• TEXT PASSAGE:
In 1998 -- when Jennifer Rufer was a 25-year-old newlywed eager to become a mother -- she thought she had suffered a miscarriage, reports CBS News Correspondent Lee Cowan.

When she went to the University of Washington Medical Center, doctors administered one of the most widely used blood pregnancy tests in the country -- made by one of the largest pharmaceutical companies in the world, Abbott Labs.

The test showed she had elevated levels of the hormone HCG. To her doctor, that meant one of two things. Either Rufer was pregnant, or she was in the early stages of a rare form of cancer. He performed the test 44 times all with the same result.

But there was a problem. The university claims Abbott Labs never told her doctor their test can sometimes give false results. And the doctor never tried a separate test until after he started treating Rufer for cancer.

She suffered through eight months of painful chemotherapy and six surgeries -- including one to remove part of a lung and a hysterectomy.

None of it appeared to work. So she and her husband began planning a funeral.

"My family thought I would die, and so did I,” Jennifer Rufer said.

But then a different test, done by a different doctor at Yale, revealed the unimaginable. Not only did that test come back negative, but it determined she may never have had cancer in the first place. A colossal mistake.

The jury blamed both the university and Abbot Labs equally, forcing them to split the $16.2 million judgement.

For the Rufers the nightmare was over.

The jury's verdict seemed to stun even the young plaintiff, who had already endured a lifetime of pain.

"I think they worked really hard and I'm really proud of them,” Rufer said of the jurors.

"The most important thing for me and for all of us is bringing what happened to me to the attention of the medical community and to the public, and I feel like that's been done,” Rufer said.

But the scars still remain, as does the fear it could happen to someone else.

• ABOUT THIS EXERCISE:
Please answer these questions using the article about Jennifer Rufer:
(a) How many times did her doctor perform the test?
(b) Where was the doctor who did the different test that came back negative?
(c) What was the amount of the judgement the jury imposed?

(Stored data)

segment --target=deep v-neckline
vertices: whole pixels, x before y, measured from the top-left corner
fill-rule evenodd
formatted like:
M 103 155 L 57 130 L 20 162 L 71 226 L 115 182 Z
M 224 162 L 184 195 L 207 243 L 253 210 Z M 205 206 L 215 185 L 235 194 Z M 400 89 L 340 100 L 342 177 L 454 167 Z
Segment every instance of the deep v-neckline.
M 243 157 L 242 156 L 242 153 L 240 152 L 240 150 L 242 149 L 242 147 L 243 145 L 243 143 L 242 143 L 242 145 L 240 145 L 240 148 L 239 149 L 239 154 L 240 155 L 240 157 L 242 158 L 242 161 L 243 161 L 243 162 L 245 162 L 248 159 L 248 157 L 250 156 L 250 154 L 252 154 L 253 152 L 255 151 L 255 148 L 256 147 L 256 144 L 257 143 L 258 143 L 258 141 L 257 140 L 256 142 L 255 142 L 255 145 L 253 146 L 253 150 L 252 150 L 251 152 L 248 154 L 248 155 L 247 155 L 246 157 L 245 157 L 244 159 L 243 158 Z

• TASK RESULT:
(a) 44 times
(b) Yale
(c) $16.2 million